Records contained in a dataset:
╭──

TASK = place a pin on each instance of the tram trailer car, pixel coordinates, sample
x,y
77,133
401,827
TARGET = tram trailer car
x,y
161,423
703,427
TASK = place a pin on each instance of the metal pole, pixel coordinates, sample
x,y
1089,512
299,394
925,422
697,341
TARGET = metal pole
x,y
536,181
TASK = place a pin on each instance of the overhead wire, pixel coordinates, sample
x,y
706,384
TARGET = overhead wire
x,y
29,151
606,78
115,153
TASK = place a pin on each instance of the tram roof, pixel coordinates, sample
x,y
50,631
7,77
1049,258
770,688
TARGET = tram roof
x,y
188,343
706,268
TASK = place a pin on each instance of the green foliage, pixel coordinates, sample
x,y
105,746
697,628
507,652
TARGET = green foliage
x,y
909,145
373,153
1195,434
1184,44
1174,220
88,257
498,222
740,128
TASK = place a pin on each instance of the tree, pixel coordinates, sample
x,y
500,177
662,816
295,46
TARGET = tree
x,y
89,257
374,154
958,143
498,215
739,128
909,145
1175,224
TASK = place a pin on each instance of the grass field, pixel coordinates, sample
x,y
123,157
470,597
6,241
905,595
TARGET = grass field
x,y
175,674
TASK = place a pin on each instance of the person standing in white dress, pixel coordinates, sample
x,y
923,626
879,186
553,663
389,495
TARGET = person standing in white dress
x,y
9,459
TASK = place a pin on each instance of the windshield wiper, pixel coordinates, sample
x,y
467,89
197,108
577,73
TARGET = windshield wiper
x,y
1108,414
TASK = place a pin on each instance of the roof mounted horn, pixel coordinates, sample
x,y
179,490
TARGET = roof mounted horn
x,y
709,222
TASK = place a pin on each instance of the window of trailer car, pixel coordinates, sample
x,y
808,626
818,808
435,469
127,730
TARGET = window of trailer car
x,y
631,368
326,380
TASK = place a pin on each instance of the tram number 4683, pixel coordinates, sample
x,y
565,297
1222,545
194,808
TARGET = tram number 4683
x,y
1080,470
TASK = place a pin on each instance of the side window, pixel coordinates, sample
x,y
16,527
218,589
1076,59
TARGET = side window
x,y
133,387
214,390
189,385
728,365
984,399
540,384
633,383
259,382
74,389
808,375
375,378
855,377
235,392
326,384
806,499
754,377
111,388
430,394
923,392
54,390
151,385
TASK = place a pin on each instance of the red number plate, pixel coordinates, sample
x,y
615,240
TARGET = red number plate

╰──

Every line above that has the string "plate" needs to be copied.

Written answer:
TASK = place a pin on each instance of the red number plate, pixel coordinates, sample
TARGET = red number plate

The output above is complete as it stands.